[Dataset entries]

--- Begin ---

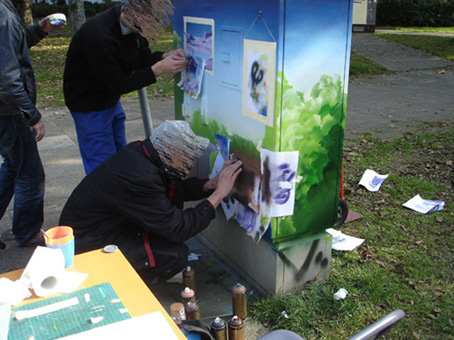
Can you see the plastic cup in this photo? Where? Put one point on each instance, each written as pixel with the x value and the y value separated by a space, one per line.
pixel 62 237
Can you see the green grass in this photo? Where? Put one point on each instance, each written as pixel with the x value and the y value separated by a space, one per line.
pixel 418 29
pixel 407 259
pixel 48 58
pixel 439 46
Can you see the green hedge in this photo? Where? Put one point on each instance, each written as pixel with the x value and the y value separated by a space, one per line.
pixel 419 13
pixel 42 9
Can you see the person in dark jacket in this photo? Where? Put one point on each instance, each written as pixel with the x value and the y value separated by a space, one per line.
pixel 21 127
pixel 109 57
pixel 135 200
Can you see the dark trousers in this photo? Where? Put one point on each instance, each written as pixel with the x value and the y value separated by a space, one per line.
pixel 21 176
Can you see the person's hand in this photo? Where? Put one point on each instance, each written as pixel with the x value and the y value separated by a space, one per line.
pixel 178 52
pixel 213 183
pixel 47 27
pixel 225 181
pixel 38 128
pixel 171 64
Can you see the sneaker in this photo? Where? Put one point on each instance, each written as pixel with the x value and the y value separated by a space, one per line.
pixel 35 241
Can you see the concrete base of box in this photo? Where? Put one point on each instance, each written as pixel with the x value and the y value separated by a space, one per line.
pixel 265 268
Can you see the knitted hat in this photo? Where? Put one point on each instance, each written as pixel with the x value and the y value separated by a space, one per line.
pixel 178 147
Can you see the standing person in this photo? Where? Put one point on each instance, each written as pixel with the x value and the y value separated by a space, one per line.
pixel 108 57
pixel 21 173
pixel 135 201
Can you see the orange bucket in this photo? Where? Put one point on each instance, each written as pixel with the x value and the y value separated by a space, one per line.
pixel 59 235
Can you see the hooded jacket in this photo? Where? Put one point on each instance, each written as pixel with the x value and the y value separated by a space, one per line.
pixel 102 64
pixel 131 194
pixel 17 80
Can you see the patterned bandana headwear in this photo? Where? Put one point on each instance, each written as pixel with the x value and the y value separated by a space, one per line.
pixel 178 147
pixel 147 17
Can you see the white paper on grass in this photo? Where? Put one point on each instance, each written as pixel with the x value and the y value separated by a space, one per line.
pixel 371 180
pixel 342 241
pixel 421 205
pixel 282 168
pixel 5 312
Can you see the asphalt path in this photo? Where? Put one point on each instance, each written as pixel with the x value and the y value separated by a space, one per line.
pixel 385 106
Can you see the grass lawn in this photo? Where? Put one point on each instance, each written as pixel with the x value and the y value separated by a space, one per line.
pixel 419 29
pixel 407 259
pixel 48 58
pixel 440 46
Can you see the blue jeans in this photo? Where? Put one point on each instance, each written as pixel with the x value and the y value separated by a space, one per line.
pixel 100 134
pixel 21 176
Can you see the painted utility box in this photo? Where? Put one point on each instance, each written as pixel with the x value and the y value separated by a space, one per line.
pixel 266 82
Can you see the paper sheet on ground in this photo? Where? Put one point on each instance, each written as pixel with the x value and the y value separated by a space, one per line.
pixel 421 205
pixel 342 241
pixel 371 180
pixel 5 312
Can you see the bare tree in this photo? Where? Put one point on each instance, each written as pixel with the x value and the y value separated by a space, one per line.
pixel 76 13
pixel 24 8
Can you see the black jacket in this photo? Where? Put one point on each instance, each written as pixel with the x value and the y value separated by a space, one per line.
pixel 102 63
pixel 17 80
pixel 130 194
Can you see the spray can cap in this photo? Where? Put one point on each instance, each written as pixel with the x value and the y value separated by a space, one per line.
pixel 238 289
pixel 218 323
pixel 236 322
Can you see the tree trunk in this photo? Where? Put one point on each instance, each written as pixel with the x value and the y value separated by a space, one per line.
pixel 76 13
pixel 24 7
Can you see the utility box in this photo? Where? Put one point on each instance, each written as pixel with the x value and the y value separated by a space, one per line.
pixel 364 14
pixel 266 82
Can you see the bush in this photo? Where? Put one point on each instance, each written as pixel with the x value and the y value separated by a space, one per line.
pixel 420 13
pixel 42 9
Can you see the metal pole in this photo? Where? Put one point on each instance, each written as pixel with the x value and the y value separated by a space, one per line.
pixel 145 110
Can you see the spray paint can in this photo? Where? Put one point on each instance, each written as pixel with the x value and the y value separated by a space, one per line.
pixel 239 301
pixel 177 313
pixel 192 310
pixel 218 329
pixel 187 295
pixel 236 328
pixel 189 278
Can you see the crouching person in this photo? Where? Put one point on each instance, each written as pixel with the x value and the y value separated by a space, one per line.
pixel 135 201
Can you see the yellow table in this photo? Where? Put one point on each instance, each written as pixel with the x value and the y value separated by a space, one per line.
pixel 115 269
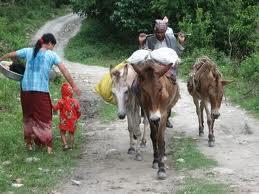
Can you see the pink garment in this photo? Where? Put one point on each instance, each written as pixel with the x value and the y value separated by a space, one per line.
pixel 69 109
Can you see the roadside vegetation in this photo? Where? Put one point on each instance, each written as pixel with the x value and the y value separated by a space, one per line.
pixel 96 45
pixel 36 170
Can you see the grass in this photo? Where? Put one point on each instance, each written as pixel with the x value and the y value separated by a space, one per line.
pixel 186 148
pixel 107 112
pixel 95 45
pixel 197 186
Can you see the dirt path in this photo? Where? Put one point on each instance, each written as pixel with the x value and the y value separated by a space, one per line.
pixel 104 166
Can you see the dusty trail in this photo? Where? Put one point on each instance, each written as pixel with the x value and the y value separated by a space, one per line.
pixel 104 166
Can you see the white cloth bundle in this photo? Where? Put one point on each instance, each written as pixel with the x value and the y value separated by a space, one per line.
pixel 139 56
pixel 165 56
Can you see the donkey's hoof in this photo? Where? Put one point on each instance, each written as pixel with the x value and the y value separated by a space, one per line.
pixel 138 157
pixel 155 165
pixel 161 174
pixel 143 144
pixel 131 151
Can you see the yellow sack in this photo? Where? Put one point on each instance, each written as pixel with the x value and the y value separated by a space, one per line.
pixel 104 87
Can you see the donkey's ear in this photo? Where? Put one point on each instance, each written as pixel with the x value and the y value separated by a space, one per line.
pixel 137 69
pixel 226 82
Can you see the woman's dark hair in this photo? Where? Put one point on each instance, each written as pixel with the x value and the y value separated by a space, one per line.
pixel 45 39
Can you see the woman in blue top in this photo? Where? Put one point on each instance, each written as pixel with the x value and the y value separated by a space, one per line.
pixel 35 98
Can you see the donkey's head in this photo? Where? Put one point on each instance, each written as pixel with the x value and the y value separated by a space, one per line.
pixel 120 89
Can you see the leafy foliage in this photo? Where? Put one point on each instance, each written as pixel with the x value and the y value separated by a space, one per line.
pixel 228 25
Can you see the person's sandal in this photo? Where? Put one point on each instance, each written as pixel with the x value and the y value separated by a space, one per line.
pixel 65 147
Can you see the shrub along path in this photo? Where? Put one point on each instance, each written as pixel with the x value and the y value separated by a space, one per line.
pixel 104 165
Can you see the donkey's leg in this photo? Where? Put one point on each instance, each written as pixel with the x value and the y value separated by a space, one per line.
pixel 161 147
pixel 136 122
pixel 153 136
pixel 144 141
pixel 198 112
pixel 131 149
pixel 210 123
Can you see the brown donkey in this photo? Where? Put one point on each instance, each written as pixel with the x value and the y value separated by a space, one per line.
pixel 157 96
pixel 206 86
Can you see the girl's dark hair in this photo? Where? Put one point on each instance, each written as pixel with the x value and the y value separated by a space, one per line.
pixel 45 39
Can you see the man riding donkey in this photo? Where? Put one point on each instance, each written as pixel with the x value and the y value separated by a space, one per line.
pixel 161 38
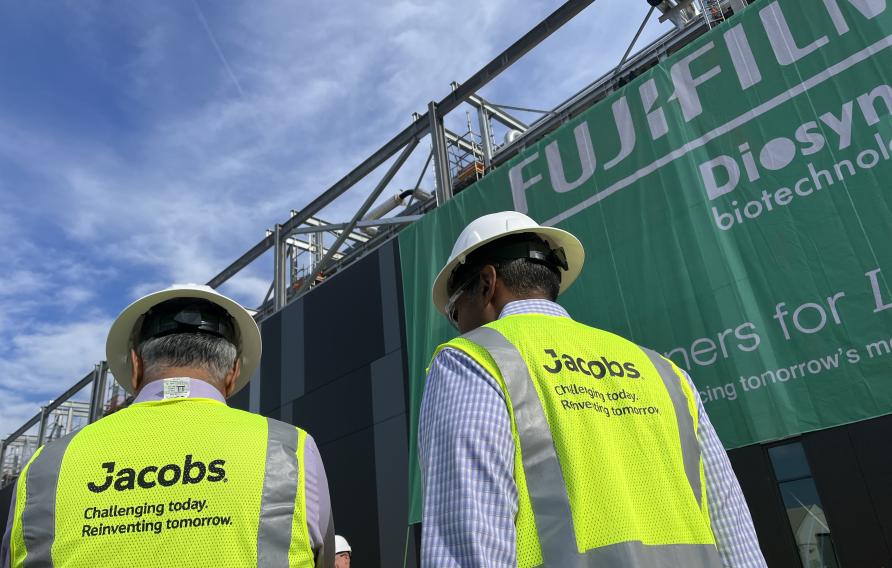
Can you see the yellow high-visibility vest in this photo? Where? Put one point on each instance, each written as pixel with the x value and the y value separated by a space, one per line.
pixel 179 482
pixel 607 462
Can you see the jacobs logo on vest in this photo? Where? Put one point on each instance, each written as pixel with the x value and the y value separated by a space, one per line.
pixel 150 476
pixel 593 368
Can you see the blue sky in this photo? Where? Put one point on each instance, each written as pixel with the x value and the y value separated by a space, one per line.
pixel 146 143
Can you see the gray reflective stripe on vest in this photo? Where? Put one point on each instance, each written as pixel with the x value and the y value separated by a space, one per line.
pixel 39 513
pixel 548 490
pixel 690 448
pixel 279 493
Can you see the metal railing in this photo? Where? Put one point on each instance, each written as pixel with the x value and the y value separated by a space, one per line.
pixel 86 401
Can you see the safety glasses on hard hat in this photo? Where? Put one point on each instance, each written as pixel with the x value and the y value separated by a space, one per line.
pixel 451 308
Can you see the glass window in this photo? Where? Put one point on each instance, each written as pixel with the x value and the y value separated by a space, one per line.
pixel 803 505
pixel 789 461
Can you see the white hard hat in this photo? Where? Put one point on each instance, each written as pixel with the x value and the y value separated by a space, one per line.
pixel 341 545
pixel 121 335
pixel 495 226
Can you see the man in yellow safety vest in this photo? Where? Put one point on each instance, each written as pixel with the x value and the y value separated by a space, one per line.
pixel 177 478
pixel 546 442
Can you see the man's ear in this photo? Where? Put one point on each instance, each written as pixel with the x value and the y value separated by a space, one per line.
pixel 488 283
pixel 229 383
pixel 135 370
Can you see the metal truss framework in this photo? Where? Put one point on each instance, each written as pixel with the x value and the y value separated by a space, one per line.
pixel 304 233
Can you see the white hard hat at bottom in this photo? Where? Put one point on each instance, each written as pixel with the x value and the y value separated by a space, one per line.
pixel 341 545
pixel 121 335
pixel 494 226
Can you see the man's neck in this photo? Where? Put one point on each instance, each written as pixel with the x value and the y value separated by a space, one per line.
pixel 190 372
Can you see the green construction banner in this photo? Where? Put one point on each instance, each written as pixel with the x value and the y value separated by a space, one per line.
pixel 735 203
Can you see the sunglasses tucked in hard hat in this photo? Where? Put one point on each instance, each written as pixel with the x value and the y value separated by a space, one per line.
pixel 569 255
pixel 183 308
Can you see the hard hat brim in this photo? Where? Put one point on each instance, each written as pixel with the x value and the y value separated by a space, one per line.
pixel 556 238
pixel 119 342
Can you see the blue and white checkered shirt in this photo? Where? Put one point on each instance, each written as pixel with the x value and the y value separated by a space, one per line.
pixel 467 463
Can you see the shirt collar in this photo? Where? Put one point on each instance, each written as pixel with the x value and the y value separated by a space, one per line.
pixel 544 307
pixel 196 389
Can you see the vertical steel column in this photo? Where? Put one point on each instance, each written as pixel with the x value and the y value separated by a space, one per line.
pixel 3 444
pixel 97 401
pixel 279 269
pixel 41 432
pixel 317 239
pixel 441 163
pixel 485 136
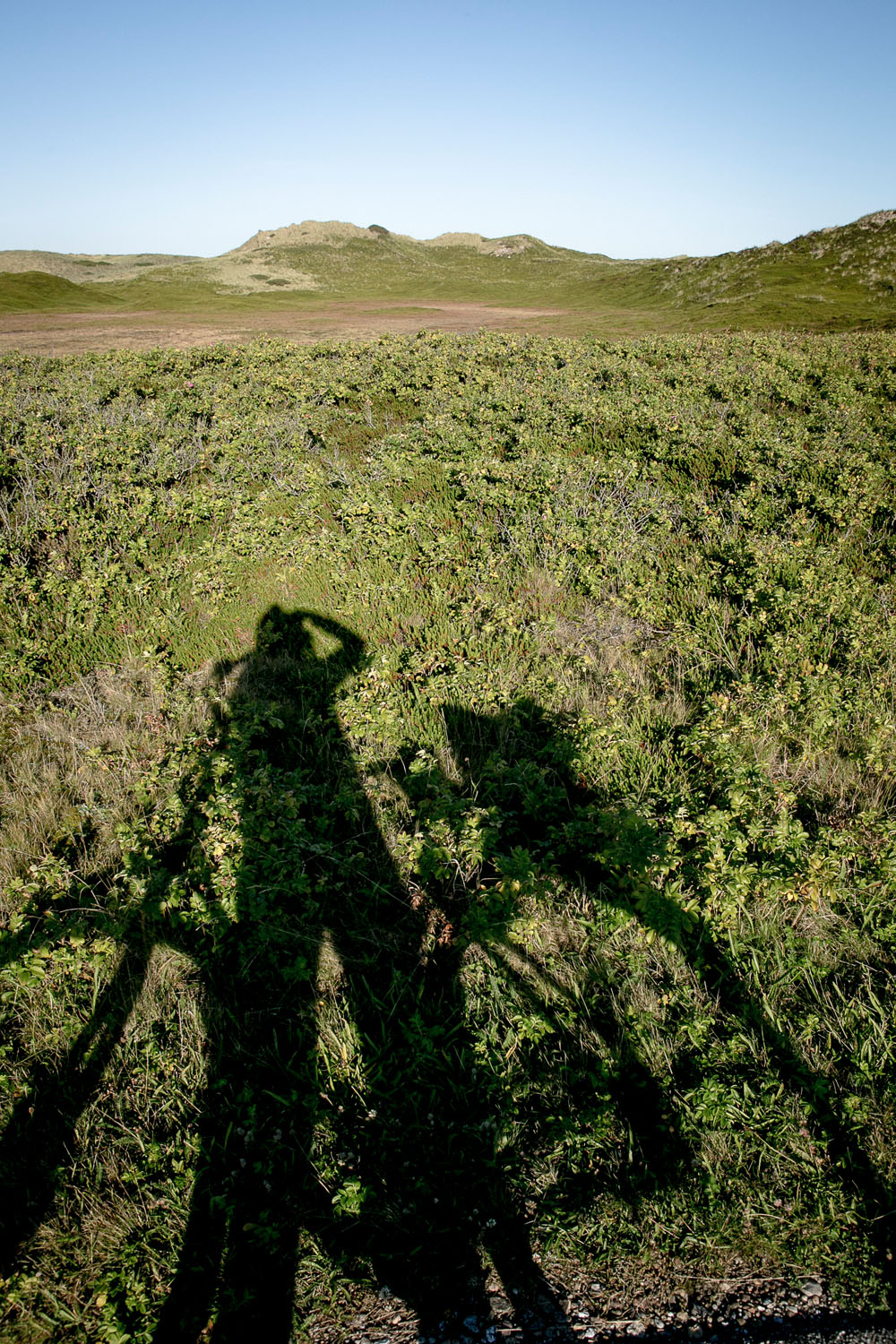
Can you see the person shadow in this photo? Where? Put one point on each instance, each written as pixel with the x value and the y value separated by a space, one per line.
pixel 309 870
pixel 279 859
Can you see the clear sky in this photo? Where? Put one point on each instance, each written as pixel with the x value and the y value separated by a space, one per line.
pixel 634 128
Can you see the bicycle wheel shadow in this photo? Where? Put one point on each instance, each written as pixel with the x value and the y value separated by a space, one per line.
pixel 276 854
pixel 279 854
pixel 521 762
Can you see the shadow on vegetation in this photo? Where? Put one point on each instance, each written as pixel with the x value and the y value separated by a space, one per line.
pixel 316 873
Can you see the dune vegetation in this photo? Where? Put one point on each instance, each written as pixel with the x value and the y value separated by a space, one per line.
pixel 831 280
pixel 447 814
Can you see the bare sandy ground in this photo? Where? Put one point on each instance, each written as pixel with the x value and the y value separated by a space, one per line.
pixel 73 333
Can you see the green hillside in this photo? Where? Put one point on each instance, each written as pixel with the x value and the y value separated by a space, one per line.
pixel 35 290
pixel 447 827
pixel 829 280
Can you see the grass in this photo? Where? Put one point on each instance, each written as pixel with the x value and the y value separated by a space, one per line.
pixel 447 809
pixel 831 280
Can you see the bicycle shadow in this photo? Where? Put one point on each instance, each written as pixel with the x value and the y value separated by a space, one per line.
pixel 312 870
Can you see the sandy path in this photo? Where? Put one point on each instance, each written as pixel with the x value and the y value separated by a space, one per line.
pixel 72 333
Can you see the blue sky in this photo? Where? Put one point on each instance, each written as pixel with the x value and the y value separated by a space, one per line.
pixel 632 128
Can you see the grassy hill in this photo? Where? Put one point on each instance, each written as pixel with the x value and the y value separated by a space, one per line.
pixel 834 279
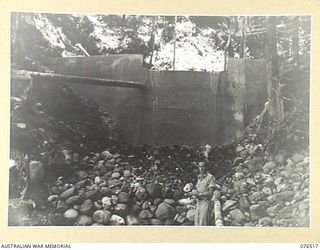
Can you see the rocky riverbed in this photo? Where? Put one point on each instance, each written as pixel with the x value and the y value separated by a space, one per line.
pixel 110 188
pixel 143 184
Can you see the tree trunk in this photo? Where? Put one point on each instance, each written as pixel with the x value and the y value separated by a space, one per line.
pixel 272 70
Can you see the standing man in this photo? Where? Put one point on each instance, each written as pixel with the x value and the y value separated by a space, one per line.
pixel 203 193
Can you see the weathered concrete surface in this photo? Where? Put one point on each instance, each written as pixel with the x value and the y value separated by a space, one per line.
pixel 177 107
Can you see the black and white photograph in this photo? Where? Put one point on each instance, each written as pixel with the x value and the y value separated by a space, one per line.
pixel 159 120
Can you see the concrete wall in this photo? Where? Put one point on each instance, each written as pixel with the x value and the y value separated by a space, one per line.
pixel 177 107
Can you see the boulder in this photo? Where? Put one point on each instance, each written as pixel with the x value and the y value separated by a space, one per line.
pixel 165 211
pixel 297 158
pixel 239 175
pixel 257 211
pixel 135 209
pixel 169 201
pixel 237 215
pixel 256 196
pixel 105 191
pixel 269 166
pixel 92 194
pixel 145 214
pixel 115 175
pixel 101 216
pixel 157 201
pixel 116 220
pixel 71 215
pixel 126 173
pixel 153 190
pixel 132 220
pixel 167 193
pixel 74 200
pixel 274 210
pixel 229 205
pixel 280 157
pixel 243 203
pixel 114 183
pixel 84 220
pixel 238 160
pixel 61 206
pixel 123 197
pixel 106 202
pixel 87 207
pixel 267 191
pixel 179 219
pixel 82 175
pixel 140 194
pixel 120 209
pixel 68 193
pixel 114 199
pixel 145 205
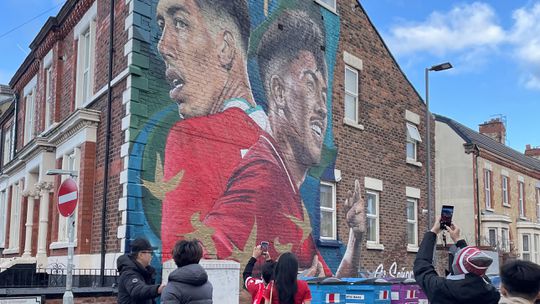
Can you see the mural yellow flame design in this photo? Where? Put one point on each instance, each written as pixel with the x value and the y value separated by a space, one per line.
pixel 160 187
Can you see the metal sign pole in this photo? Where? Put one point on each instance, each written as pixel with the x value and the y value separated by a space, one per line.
pixel 68 295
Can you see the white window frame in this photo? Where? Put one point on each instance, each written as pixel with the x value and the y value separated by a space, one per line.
pixel 331 210
pixel 495 237
pixel 48 97
pixel 521 198
pixel 353 121
pixel 504 186
pixel 85 54
pixel 537 205
pixel 505 239
pixel 29 115
pixel 536 248
pixel 412 221
pixel 330 6
pixel 3 217
pixel 413 138
pixel 6 152
pixel 373 244
pixel 71 161
pixel 528 251
pixel 15 218
pixel 487 189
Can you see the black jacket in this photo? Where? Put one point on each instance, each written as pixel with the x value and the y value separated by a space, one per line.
pixel 471 289
pixel 135 284
pixel 188 285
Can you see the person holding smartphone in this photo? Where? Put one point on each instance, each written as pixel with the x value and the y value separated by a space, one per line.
pixel 467 284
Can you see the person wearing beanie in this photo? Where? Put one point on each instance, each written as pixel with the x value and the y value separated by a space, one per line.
pixel 466 285
pixel 255 286
pixel 136 282
pixel 520 282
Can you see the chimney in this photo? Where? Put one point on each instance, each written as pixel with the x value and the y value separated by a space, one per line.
pixel 532 152
pixel 494 129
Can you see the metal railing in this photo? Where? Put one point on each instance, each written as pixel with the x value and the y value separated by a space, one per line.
pixel 28 276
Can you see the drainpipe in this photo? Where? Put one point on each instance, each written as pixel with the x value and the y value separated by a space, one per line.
pixel 477 152
pixel 107 142
pixel 16 112
pixel 472 148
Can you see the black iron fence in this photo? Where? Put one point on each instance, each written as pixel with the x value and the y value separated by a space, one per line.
pixel 28 276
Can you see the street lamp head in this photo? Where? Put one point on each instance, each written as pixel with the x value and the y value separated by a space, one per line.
pixel 441 67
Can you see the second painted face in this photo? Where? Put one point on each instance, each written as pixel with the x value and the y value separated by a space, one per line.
pixel 190 51
pixel 305 106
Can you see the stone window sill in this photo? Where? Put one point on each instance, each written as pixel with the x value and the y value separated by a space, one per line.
pixel 374 246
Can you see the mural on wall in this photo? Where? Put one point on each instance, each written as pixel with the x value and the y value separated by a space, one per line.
pixel 237 132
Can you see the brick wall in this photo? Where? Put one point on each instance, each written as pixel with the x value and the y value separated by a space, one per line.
pixel 378 151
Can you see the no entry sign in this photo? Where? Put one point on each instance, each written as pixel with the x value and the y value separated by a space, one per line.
pixel 68 196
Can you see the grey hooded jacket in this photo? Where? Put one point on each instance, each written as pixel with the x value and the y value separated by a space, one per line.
pixel 188 285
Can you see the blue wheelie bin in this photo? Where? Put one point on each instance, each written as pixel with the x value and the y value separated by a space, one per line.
pixel 327 290
pixel 361 290
pixel 406 291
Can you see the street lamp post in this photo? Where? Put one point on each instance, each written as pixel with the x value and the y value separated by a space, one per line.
pixel 68 294
pixel 435 68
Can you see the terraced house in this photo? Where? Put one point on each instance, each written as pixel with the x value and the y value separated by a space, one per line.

--- End ---

■ Task to carry out
Express the rows from the line with "Can you see the white hard hat in" to the line with "pixel 183 308" as a Markdown table with the columns No. and Line, skipping blank lines.

■ Answer to this problem
| No. | Line |
|---|---|
| 1 | Can you see the white hard hat in this photo? Where? Put one point on each instance, each written as pixel with the x value and the y value separated by a space, one per line. |
| 2 | pixel 341 545 |
| 3 | pixel 121 335 |
| 4 | pixel 495 226 |
| 5 | Can you see the man in yellow safety vest in this photo? Where? Put one point on each instance, each written as pixel with the x value and the y value separated by a space, one per line. |
| 6 | pixel 177 478 |
| 7 | pixel 546 442 |
| 8 | Can you see the man's ear in this photo? Where? Put one point on each instance, each written as pixel with the x value and the y value separated by a space, one per line. |
| 9 | pixel 488 283 |
| 10 | pixel 229 383 |
| 11 | pixel 135 370 |
| 12 | Can you see the metal truss framework in this photo? Where? Put one point on each instance, each written as pixel with the x value and the y value separated by a space, one per line. |
| 13 | pixel 304 233 |
| 14 | Can you see the white hard hat at bottom in this photo? Where? Put one point on each instance, each written as pixel with the x value and the y value separated by a space, one per line. |
| 15 | pixel 341 545 |
| 16 | pixel 121 335 |
| 17 | pixel 494 226 |
| 18 | Can you see the man's neck in this photo? Where? Put one point on each instance, each written as pixel with the x value and the y value separated by a space, one per line. |
| 19 | pixel 190 372 |
| 20 | Can you see the green construction banner in this photo? Where? Put one point on each instance, each written as pixel with the x value and the y value separated by a space, one per line. |
| 21 | pixel 735 203 |
| 22 | Can you see the sunglasses tucked in hard hat in this photo? Where? Put one point on each instance, each written as pixel with the x value and the y value separated by a space, one per line. |
| 23 | pixel 569 255 |
| 24 | pixel 183 308 |